[Data items]
- - -

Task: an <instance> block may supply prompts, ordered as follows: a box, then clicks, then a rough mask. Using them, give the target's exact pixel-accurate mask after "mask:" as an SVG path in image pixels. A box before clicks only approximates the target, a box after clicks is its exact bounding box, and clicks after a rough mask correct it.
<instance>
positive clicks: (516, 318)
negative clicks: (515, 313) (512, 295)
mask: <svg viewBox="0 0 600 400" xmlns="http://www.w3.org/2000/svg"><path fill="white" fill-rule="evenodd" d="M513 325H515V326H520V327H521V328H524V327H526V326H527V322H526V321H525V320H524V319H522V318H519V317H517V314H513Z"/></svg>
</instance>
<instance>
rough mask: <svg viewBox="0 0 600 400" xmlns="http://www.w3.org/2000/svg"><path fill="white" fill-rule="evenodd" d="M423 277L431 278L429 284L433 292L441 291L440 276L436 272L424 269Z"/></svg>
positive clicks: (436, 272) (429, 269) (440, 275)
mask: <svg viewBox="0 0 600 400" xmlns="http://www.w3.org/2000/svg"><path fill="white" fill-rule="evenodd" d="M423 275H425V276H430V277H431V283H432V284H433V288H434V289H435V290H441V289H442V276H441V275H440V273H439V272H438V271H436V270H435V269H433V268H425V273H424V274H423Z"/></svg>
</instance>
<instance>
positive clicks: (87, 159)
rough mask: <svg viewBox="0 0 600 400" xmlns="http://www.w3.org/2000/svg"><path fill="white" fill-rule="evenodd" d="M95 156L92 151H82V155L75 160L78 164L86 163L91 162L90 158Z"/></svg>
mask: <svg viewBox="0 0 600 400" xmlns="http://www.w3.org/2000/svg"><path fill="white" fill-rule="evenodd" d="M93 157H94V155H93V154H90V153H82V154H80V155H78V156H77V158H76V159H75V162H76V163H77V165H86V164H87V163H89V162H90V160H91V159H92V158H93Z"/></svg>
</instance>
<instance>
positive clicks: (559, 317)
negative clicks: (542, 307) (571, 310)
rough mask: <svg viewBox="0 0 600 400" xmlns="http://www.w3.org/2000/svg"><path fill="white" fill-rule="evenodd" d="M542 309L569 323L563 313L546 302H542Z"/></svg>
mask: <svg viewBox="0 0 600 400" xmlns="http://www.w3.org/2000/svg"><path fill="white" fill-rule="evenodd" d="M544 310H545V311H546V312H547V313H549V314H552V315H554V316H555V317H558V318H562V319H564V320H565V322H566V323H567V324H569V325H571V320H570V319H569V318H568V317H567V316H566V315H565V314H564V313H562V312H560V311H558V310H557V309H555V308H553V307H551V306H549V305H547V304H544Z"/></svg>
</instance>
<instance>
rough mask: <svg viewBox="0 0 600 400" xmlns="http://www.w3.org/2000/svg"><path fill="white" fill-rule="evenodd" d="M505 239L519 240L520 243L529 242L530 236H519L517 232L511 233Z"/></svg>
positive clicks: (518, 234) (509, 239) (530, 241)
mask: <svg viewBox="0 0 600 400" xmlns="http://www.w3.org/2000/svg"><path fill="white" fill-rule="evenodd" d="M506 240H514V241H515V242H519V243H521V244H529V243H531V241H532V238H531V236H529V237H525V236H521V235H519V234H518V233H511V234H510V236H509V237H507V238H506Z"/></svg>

- - -

→ **PROBLEM REQUIREMENTS**: Output a faithful copy of every entry, keeping each line as written.

→ **EXERCISE SOLUTION**:
Task: an <instance> block may supply prompts, ordered as follows: a box, then clicks, then a rough mask. Using them, give the target's exact pixel-accurate mask after "mask:" as an SVG path in image pixels. A box before clicks only approximates the target, a box after clicks is its exact bounding box, and clicks after a rough mask correct it.
<instance>
positive clicks: (516, 318)
negative clicks: (515, 313) (512, 295)
mask: <svg viewBox="0 0 600 400" xmlns="http://www.w3.org/2000/svg"><path fill="white" fill-rule="evenodd" d="M513 325H515V326H520V327H521V328H524V327H526V326H527V322H526V321H525V320H524V319H522V318H519V317H517V314H513Z"/></svg>
</instance>
<instance>
rough mask: <svg viewBox="0 0 600 400" xmlns="http://www.w3.org/2000/svg"><path fill="white" fill-rule="evenodd" d="M423 277L431 278L429 284L433 292L441 291L440 276L436 272L424 269Z"/></svg>
positive clicks: (436, 272) (429, 269) (440, 275)
mask: <svg viewBox="0 0 600 400" xmlns="http://www.w3.org/2000/svg"><path fill="white" fill-rule="evenodd" d="M423 275H425V276H430V277H431V283H432V284H433V288H434V289H435V290H441V289H442V276H441V275H440V273H439V272H438V271H436V270H435V269H433V268H425V273H424V274H423Z"/></svg>
</instance>
<instance>
positive clicks: (87, 159)
rough mask: <svg viewBox="0 0 600 400" xmlns="http://www.w3.org/2000/svg"><path fill="white" fill-rule="evenodd" d="M95 156L92 151H82V155L75 160L78 164L86 163L91 162L90 158Z"/></svg>
mask: <svg viewBox="0 0 600 400" xmlns="http://www.w3.org/2000/svg"><path fill="white" fill-rule="evenodd" d="M93 157H94V155H93V154H90V153H82V154H80V155H78V156H77V158H76V159H75V162H76V163H77V165H86V164H87V163H89V162H90V160H91V159H92V158H93Z"/></svg>
</instance>
<instance>
positive clicks: (559, 317)
negative clicks: (542, 307) (571, 310)
rough mask: <svg viewBox="0 0 600 400" xmlns="http://www.w3.org/2000/svg"><path fill="white" fill-rule="evenodd" d="M542 309L569 323L563 313L546 302H542Z"/></svg>
mask: <svg viewBox="0 0 600 400" xmlns="http://www.w3.org/2000/svg"><path fill="white" fill-rule="evenodd" d="M544 310H545V311H546V312H547V313H549V314H552V315H554V316H555V317H558V318H562V319H564V320H565V322H566V323H567V324H569V325H571V320H570V319H569V318H568V317H567V316H566V315H565V314H564V313H562V312H560V311H558V310H557V309H555V308H553V307H551V306H549V305H547V304H544Z"/></svg>
</instance>
<instance>
rough mask: <svg viewBox="0 0 600 400" xmlns="http://www.w3.org/2000/svg"><path fill="white" fill-rule="evenodd" d="M505 239L519 240L520 243L529 242L530 236H519L517 232L511 233Z"/></svg>
positive clicks: (518, 234) (509, 239) (530, 241)
mask: <svg viewBox="0 0 600 400" xmlns="http://www.w3.org/2000/svg"><path fill="white" fill-rule="evenodd" d="M506 240H514V241H515V242H519V243H521V244H529V243H531V241H532V238H531V236H529V237H525V236H521V235H519V234H518V233H511V234H510V236H509V237H507V238H506Z"/></svg>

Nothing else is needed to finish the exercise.